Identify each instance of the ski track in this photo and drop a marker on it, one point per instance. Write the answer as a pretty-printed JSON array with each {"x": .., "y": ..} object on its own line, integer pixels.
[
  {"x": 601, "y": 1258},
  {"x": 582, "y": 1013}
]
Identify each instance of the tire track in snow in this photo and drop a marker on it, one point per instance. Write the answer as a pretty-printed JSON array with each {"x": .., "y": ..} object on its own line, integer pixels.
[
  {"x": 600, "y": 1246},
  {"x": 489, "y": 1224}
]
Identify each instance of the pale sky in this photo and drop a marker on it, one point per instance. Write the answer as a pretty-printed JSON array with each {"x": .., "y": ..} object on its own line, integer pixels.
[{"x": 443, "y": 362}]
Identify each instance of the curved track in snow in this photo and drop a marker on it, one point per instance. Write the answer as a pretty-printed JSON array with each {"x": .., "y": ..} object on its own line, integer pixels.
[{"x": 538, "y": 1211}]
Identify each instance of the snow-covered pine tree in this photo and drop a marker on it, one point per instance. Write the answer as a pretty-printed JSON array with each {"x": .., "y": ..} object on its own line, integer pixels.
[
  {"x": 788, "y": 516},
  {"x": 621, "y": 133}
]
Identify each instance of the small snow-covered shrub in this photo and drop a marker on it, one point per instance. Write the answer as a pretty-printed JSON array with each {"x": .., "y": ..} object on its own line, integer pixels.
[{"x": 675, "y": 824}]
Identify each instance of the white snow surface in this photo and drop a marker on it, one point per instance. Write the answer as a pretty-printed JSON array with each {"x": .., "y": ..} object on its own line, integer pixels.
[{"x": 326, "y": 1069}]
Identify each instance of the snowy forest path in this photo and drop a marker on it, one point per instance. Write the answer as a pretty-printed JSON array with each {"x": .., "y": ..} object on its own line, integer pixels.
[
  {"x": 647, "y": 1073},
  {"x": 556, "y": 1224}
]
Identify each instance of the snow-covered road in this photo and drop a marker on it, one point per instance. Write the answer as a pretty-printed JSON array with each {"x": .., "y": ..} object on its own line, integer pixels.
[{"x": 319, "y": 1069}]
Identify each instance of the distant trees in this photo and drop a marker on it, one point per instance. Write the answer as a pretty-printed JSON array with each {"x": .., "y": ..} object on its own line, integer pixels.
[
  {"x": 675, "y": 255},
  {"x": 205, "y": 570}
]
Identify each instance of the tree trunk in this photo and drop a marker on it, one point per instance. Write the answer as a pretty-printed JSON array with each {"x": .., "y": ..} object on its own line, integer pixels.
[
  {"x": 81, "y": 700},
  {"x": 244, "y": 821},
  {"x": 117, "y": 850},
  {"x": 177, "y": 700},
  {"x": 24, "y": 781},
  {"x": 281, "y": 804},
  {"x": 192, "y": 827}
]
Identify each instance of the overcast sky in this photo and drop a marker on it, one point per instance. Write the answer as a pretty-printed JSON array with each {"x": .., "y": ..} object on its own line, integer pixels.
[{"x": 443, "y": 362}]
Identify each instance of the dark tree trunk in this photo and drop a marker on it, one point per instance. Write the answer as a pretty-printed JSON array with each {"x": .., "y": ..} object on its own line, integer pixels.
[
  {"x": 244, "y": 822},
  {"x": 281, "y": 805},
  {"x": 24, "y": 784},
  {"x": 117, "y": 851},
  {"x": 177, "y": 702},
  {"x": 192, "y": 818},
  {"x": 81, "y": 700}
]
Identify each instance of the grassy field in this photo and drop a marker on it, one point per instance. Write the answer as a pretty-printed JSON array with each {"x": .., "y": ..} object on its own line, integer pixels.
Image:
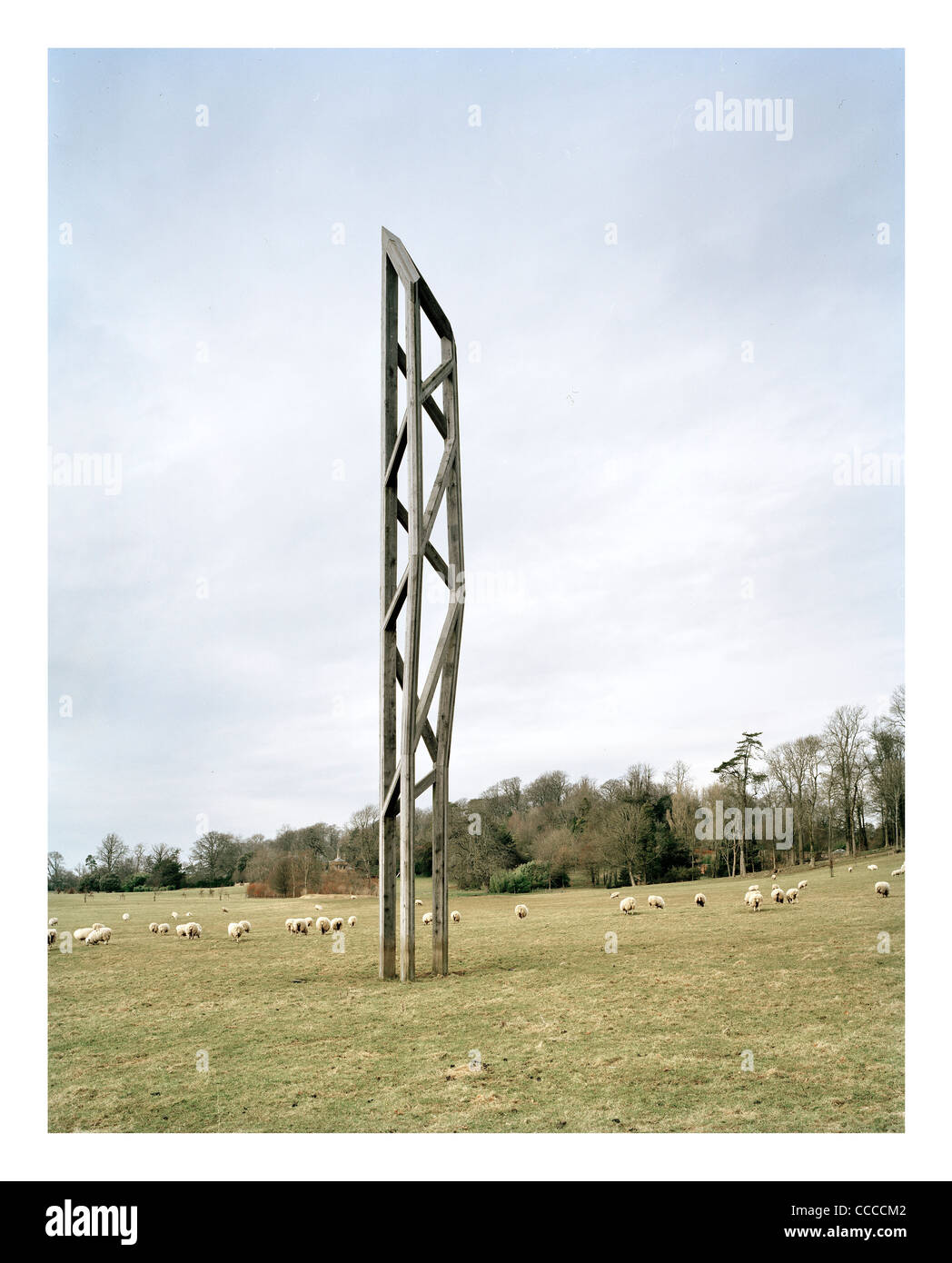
[{"x": 651, "y": 1039}]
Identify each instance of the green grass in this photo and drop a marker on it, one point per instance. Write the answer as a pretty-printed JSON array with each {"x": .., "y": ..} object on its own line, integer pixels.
[{"x": 570, "y": 1039}]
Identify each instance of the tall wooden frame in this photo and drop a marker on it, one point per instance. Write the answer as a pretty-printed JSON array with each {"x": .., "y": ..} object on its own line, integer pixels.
[{"x": 402, "y": 439}]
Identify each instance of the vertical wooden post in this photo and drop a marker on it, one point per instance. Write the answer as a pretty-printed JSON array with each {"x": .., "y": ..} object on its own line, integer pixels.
[
  {"x": 398, "y": 786},
  {"x": 411, "y": 666},
  {"x": 388, "y": 635}
]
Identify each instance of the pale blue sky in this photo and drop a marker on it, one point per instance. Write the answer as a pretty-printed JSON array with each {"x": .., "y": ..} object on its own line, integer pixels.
[{"x": 628, "y": 480}]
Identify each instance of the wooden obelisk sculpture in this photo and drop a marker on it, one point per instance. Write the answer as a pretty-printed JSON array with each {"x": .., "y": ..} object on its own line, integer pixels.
[{"x": 402, "y": 441}]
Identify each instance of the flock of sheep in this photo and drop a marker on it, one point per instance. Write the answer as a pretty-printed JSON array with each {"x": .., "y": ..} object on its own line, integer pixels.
[{"x": 753, "y": 898}]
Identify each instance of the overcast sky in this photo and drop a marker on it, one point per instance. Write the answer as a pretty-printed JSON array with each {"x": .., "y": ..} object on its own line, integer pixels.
[{"x": 660, "y": 550}]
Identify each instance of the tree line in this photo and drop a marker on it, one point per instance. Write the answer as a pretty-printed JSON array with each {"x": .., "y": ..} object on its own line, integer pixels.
[{"x": 841, "y": 789}]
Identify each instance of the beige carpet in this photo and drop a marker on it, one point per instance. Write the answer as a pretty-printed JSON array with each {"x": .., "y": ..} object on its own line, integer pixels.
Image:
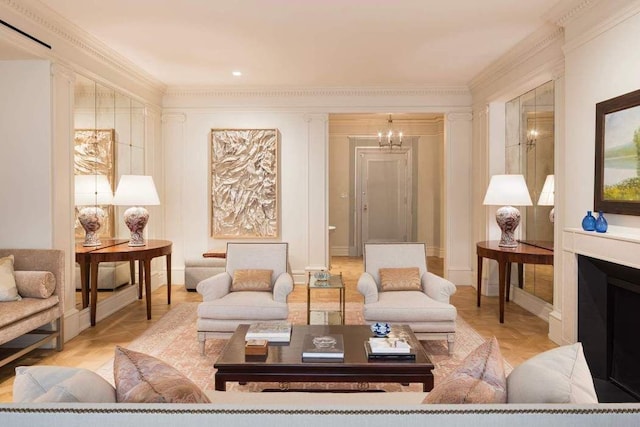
[{"x": 173, "y": 340}]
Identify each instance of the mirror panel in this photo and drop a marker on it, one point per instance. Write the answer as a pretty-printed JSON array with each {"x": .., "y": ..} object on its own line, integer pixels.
[
  {"x": 529, "y": 150},
  {"x": 109, "y": 130}
]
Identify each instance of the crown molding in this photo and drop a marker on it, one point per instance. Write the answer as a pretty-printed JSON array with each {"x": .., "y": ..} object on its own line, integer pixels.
[
  {"x": 302, "y": 92},
  {"x": 567, "y": 11},
  {"x": 527, "y": 49},
  {"x": 49, "y": 22}
]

# # # # #

#### Aim
Write out each entry exactly as given, omitting any picture.

#### Result for this task
Identify each instance of the ski track in this photo and drop a marker on it, one point per instance. Write the answer as a pretty-printed JSON array with each {"x": .., "y": ..} object on its own line, integer pixels.
[
  {"x": 601, "y": 1258},
  {"x": 582, "y": 1013}
]
Identify each instance of the tire track in snow in this photo and drop a marker on it, one point per instance. Write the answer as a pretty-printed JSON array with each {"x": .., "y": ..} object on its own line, integer pixels.
[
  {"x": 600, "y": 1246},
  {"x": 489, "y": 1224}
]
Identify each instance of the pale sky in this photo and drop a marker on it, one point per instance. Write the answer as a pretty-printed JSON array with each {"x": .., "y": ..} object on its own line, integer pixels.
[{"x": 443, "y": 362}]
Identify each instance of the curved track in snow in this photo and drop a marker on it, one point per instance. Write the answer as a pretty-printed JSON array with each {"x": .., "y": ..} object on its own line, integer pixels.
[{"x": 538, "y": 1211}]
Identify each instance of the snow-covered pine tree in this photo and drop a marker on it, one point per instance. Write the answer as a pretty-printed JSON array with each {"x": .., "y": ..} object on its own line, integer pixels.
[
  {"x": 788, "y": 516},
  {"x": 621, "y": 133}
]
Identify each instance of the small snow-covered shrub in this photo and drop a marker on it, one point per instance. Write the answer as a pretty-printed JSON array with each {"x": .., "y": ..} object on its own line, integer pixels.
[{"x": 675, "y": 824}]
Identify each instance of the white snow surface in this photo and drop a marker on it, one point per instance. Write the answer as a pretty-printed JSON array with each {"x": .., "y": ..} object on its own line, integer pixels.
[{"x": 326, "y": 1069}]
Identify each instance of the snowy forest path in this photo and drop a marker on it, one point per instance. Write the answer as a pretty-printed JSON array with each {"x": .., "y": ..} object on its own line, integer pixels.
[
  {"x": 647, "y": 1073},
  {"x": 556, "y": 1224}
]
Identify each instance of the snow-covered road in this photo and drop a marker on it, one point per instance. Write the answer as a pretty-printed JSON array with each {"x": .., "y": ..} object on its own line, integer pixels.
[{"x": 319, "y": 1069}]
Identify each instance of the distant trees in this photo and drop a marker on it, one point per instance. Write the answer as a pretty-printed JSON array with each {"x": .., "y": ..} object on its own line, integer pixels.
[
  {"x": 675, "y": 255},
  {"x": 205, "y": 570}
]
Identify each instance of the tree trunk in this photo and drop a marker on it, one point per instance. Write the answer as a pretty-printed JSON array with each {"x": .., "y": ..} object on its own line, integer pixels.
[
  {"x": 81, "y": 700},
  {"x": 244, "y": 821},
  {"x": 117, "y": 850},
  {"x": 177, "y": 700},
  {"x": 24, "y": 781},
  {"x": 281, "y": 804},
  {"x": 192, "y": 827}
]
Identify each instance of the overcast sky in this photo and drop a marker on it, one point per instance. Write the answer as a pretty-printed JSON array with each {"x": .., "y": ..} object on its own line, integer pixels.
[{"x": 443, "y": 362}]
Identify each instance of the dark tree trunk in this photo and drop a marker on it, one point per instance. Write the answer as a pretty-printed JSON array with each {"x": .., "y": ..} object on its own line, integer pixels.
[
  {"x": 244, "y": 822},
  {"x": 281, "y": 805},
  {"x": 24, "y": 784},
  {"x": 117, "y": 851},
  {"x": 177, "y": 702},
  {"x": 192, "y": 818},
  {"x": 81, "y": 700}
]
Identify each instance of the grassy field in this photo and drop a marker on it, one point per instance. Write the answer as a pretty-printed JSON array with each {"x": .., "y": ..} object on its own line, integer pixels.
Image:
[{"x": 651, "y": 1039}]
Identify each instance of the green grass in this photo and drop a marker on it, one point per instance. Write the answer as a pretty-printed JSON array with each {"x": .., "y": ..} object on its own line, integer pixels.
[{"x": 570, "y": 1039}]
Identify each instance of the tall wooden frame in this photo and drop a marker on it, one point per instance. Write the answer as a pretty-printed JSON array with each {"x": .., "y": ..} object on its own line, integer pixels.
[{"x": 402, "y": 439}]
Identify each instance of the vertical wooden post in this photo and drop a marker on it, one point per instance. Write the answer as a pretty-printed JSON array with each {"x": .., "y": ..} object on its own line, integer pixels.
[
  {"x": 398, "y": 786},
  {"x": 411, "y": 666},
  {"x": 388, "y": 635}
]
Identify each instance of the pale blue sky in this photo and drop a marker on it, one point per instance. Write the answer as a pretty-printed JSON array with each {"x": .., "y": ..} object on its own line, integer pixels.
[{"x": 628, "y": 480}]
Identify each instance of the wooden obelisk sculpture in this photo and drop a marker on it, one point per instance. Write the answer as a pretty-printed JSON array with each {"x": .., "y": ..} object on its own line, integer pixels.
[{"x": 402, "y": 441}]
Identify each instance of the flock of sheep in this photo and drop a marker on it, one point per instance. Write the answer as a pretty-printed JSON array with each {"x": .., "y": ..} object on its own line, integer pixels.
[{"x": 753, "y": 898}]
Identify each instance of the overcast sky in this photo and drop a marker on it, one point per instance. Write the answer as a pretty-printed JSON array with each {"x": .., "y": ..} object on its own line, integer pixels.
[{"x": 660, "y": 550}]
Identify each instance of the tree line in this photo and drop a marker on it, one point per instance. Write the answer as a pretty-printed JSON array with each {"x": .., "y": ..} object on its own line, integer pixels.
[{"x": 841, "y": 789}]
Identify each instance of the beige carpet in this photo and drop a marker on it, one point per instance. Write the answer as a pretty-printed JSON array with each {"x": .., "y": ..} object on its own line, integer pixels.
Image:
[{"x": 173, "y": 340}]
Identify each instance of the mirror panel in this photo and drop a marker on it, one point per instance. Write the answer as a pretty-printed JSON array with each {"x": .., "y": ..} object on its own line, integer pixels.
[
  {"x": 529, "y": 150},
  {"x": 109, "y": 130}
]
Identify each instance of the crown molding in this photo and drop a marker on it, one point per instance. Write the answer as a pretty-printed JSON array with each {"x": .., "y": ..} object on its own line, integer pixels.
[
  {"x": 302, "y": 92},
  {"x": 567, "y": 11},
  {"x": 527, "y": 49},
  {"x": 49, "y": 22}
]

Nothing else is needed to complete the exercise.